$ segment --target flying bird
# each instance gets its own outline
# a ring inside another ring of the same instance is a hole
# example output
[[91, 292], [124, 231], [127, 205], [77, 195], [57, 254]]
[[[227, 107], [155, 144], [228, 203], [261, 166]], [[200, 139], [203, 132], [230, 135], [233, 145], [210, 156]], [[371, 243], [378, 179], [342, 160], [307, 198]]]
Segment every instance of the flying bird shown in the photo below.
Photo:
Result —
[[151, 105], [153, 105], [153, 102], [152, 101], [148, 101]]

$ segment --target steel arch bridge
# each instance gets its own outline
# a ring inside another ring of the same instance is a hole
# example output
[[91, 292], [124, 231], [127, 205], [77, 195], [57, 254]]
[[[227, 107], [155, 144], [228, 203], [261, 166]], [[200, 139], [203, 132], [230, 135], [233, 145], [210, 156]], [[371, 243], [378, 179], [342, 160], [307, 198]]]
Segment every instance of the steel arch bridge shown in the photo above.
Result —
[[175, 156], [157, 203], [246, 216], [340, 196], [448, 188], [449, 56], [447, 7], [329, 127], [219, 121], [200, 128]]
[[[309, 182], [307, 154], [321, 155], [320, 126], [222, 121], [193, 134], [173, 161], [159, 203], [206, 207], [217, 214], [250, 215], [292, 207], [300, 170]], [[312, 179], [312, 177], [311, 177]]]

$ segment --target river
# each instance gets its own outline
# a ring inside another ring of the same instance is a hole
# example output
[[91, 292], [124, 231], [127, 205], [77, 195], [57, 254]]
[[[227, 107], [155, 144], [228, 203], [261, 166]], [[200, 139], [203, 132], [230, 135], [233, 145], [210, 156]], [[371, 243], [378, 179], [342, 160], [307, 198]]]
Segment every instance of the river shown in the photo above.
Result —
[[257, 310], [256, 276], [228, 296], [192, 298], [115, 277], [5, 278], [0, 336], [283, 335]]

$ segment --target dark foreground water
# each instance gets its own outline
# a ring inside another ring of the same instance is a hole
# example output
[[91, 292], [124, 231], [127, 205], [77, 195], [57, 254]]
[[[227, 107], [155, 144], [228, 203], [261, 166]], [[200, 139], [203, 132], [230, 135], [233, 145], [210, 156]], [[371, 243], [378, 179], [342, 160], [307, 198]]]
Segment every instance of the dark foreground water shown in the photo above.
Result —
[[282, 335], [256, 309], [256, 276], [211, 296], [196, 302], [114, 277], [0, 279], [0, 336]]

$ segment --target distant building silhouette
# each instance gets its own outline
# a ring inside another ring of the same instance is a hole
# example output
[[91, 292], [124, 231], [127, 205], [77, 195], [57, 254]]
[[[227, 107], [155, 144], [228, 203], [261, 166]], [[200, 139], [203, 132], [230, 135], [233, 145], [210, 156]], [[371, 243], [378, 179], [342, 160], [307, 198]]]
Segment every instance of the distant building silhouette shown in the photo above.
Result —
━━━━━━━━━━━━━━━━━━━━
TASK PROMPT: From the line containing "--target distant building silhouette" down to the last line of the data above, copy every line exactly; leave out all other lines.

RESPONSE TO THE TASK:
$ segment --target distant building silhouette
# each instance gets its own outline
# a ring inside another ring of the same instance is a hole
# example output
[[91, 292], [124, 231], [127, 205], [77, 195], [57, 254]]
[[[227, 107], [155, 144], [228, 203], [261, 166]], [[200, 139], [203, 132], [230, 135], [233, 145], [210, 156]], [[371, 243], [378, 179], [342, 160], [307, 198]]]
Segment every instance of the distant building silhouette shown in the photo above.
Result —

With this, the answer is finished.